● Texte source:
++++++
Trump : incorrigible

Nancy Pelosi
(Photo AFP)

Un agent américain du renseignement affirme, enregistrement à l’appui, que Donald Trump a eu une conversation téléphonique avec le président de l’Ukraine, Volodymyr Zelenski, au cours de laquelle il a demandé des informations sur le fils du candidat démocrate à la présidence, Joe Biden. Hunter Biden travaille en effet en Ukraine.

LA MAISON BLANCHE s’est empressée de publier la transcription de la conversation qui, selon elle, ne contenait aucune pression sur M. Zelensky, auquel M. Trump vient de livrer des armes. « C’est une blague », a commenté M. Trump. Nancy Pelosi, qui dirige la majorité démocrate au Sénat, a créé une commission d’enquête qui entendra au premier chef le lanceur d’alerte, un agent secret américain qui tient à garder l’anonymat.  L’appel téléphonique lancé au président ukrainien incrimine de toute façon M. Trump. La loi lui interdit de discuter de la famille d’un adversaire politique, par ailleurs bien placé pour gagner les primaires, en pleine campagne électorale. Ce n’est pas la première fois que le président des États-Unis viole la loi. Il a toujours refusé de publier ses déclarations fiscales alors qu’il y est théoriquement contraint, une vidéo témoigne de son machisme, les procédés utilisés par sa campagne pour affaiblir Hillary Clinton en 2016 étaient inacceptables et hors-la-loi.

La destitution est improbable.

Maintenant qu’elle est lancée, l’enquête suivra son cours. Elle renforcera sans aucun doute les électeurs démocrates dans leur détermination à écarter Donald Trump du pouvoir. Mais elle va galvaniser les électeurs républicains qui refuseront de réclamer un autre candidat pour leur camp. La réputation sulfureuse du président n’a jamais affaibli l’enthousiasme de ses électeurs. En se faisant élire en 2016, il a aussi conquis son parti dont de nombreux élus ont tenté, mais en vain, de lui barrer la route. Tant que l’économie est en forme, tant que le plein emploi demeure, tant que sa cote de popularité (43 %) ne baisse pas, les démocrates n’ont aucune chance de le destituer, tout simplement parce qu’ils n’ont pas la majorité requise des deux-tiers (67 élus) au Sénat. En effet si c’est la chambre des représentants qui amorce la procédure de destitution, il revient aux sénateurs de la voter. Pour Bill Clinton en 1998 et pour Andrew Jackson en 1868, on a dit que ces deux présidents en exercice avaient été empêchés, mais le mot ne signifie pas qu’ils ont été révoqués, il veut dire qu’ils ont subi la procédure exceptionnelle qu’est l’impeachment. Ils s’en sont sortis tous les deux. Quant à Richard Nixon, il a démissionné et il ne l’a fait que parce qu’il y avait clairement une majorité suffisante au Sénat pour le destituer.
++++++
● Jeu d'enregistrements:
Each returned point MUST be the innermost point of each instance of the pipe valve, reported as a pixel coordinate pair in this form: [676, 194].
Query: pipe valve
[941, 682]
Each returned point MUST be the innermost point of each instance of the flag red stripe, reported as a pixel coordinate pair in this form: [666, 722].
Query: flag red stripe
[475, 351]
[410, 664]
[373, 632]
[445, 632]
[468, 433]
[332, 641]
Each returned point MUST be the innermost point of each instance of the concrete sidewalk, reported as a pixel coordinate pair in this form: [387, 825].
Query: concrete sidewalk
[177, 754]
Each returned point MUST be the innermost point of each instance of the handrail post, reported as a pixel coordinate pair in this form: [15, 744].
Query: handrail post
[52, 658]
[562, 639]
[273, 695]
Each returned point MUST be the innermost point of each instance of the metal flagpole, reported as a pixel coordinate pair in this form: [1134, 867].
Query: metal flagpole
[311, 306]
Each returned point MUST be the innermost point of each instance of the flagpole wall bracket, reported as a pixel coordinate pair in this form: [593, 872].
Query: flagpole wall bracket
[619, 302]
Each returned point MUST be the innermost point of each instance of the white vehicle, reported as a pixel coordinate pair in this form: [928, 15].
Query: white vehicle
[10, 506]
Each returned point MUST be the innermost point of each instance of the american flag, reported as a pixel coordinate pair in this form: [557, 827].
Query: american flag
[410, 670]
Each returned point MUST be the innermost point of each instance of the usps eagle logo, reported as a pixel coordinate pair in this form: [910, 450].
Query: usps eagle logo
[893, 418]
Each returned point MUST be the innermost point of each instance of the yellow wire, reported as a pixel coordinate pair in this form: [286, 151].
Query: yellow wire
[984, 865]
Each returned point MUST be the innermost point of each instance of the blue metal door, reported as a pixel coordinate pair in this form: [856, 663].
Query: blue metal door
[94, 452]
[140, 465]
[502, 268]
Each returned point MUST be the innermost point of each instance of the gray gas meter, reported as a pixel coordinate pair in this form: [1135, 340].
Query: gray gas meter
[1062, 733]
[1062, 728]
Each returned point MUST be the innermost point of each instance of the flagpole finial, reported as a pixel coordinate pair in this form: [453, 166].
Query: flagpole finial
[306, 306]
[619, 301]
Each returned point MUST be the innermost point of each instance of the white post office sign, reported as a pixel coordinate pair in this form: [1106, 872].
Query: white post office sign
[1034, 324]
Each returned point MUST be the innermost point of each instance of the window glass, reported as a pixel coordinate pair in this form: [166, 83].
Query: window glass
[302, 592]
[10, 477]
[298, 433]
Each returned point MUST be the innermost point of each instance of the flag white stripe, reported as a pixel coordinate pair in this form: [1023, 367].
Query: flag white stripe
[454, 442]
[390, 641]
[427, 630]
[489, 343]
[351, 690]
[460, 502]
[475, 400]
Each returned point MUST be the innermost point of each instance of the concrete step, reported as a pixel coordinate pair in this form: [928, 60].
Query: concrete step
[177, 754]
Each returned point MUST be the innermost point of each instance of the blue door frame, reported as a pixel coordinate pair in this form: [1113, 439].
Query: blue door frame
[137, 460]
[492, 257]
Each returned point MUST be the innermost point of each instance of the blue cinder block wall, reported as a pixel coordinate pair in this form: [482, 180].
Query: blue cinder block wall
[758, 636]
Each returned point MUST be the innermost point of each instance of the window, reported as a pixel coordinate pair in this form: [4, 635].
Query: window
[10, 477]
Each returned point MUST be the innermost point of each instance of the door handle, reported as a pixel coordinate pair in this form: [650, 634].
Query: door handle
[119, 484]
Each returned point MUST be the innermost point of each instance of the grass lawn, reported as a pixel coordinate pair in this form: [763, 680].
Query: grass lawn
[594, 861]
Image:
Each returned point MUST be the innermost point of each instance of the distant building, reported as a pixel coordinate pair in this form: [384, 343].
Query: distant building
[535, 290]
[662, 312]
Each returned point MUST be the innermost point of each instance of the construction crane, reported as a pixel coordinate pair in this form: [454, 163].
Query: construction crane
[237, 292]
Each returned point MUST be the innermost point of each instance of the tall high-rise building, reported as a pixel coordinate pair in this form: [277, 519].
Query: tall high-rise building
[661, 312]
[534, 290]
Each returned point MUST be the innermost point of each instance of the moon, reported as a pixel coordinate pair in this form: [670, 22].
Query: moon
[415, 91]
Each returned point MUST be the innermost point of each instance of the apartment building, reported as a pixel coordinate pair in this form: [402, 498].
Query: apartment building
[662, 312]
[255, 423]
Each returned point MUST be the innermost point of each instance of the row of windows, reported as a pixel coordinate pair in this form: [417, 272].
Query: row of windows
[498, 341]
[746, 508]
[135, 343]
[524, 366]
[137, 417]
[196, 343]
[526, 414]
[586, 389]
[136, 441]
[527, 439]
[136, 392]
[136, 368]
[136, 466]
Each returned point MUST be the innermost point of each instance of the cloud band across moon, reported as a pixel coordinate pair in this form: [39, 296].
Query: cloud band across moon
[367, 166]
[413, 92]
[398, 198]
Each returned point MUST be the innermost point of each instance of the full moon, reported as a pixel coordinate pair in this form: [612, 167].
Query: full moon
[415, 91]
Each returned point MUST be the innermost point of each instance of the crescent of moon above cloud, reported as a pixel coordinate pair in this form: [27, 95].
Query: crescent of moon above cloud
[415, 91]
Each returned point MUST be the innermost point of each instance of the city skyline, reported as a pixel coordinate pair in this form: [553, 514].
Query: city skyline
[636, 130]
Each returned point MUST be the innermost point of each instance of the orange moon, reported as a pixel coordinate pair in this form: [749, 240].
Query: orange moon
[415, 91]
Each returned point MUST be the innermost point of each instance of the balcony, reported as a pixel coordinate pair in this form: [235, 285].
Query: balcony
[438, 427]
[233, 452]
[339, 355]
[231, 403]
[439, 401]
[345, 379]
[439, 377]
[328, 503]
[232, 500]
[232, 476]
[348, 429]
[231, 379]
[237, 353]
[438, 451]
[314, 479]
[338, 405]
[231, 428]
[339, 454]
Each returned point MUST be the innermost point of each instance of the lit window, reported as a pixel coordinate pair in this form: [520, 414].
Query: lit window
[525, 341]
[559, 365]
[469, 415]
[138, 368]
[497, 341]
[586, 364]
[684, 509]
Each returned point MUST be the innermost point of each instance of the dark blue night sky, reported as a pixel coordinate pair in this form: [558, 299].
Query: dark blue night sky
++++++
● Exercice écrit:
Modifiez l'article sur Trump et l'Ukraine : recopiez le passage qui s'ouvre sur les mots contenant « Trump : incorrigible » et se clôt sur « effet en Ukraine. », en remplaçant « conversation téléphonique » par « communication téléphonique ». Appuyez-vous uniquement sur l'article, sans tenir compte du listing.

● Réponse attendue:
Trump : incorrigible

Nancy Pelosi
(Photo AFP)

Un agent américain du renseignement affirme, enregistrement à l’appui, que Donald Trump a eu une communication téléphonique avec le président de l’Ukraine, Volodymyr Zelenski, au cours de laquelle il a demandé des informations sur le fils du candidat démocrate à la présidence, Joe Biden. Hunter Biden travaille en effet en Ukraine.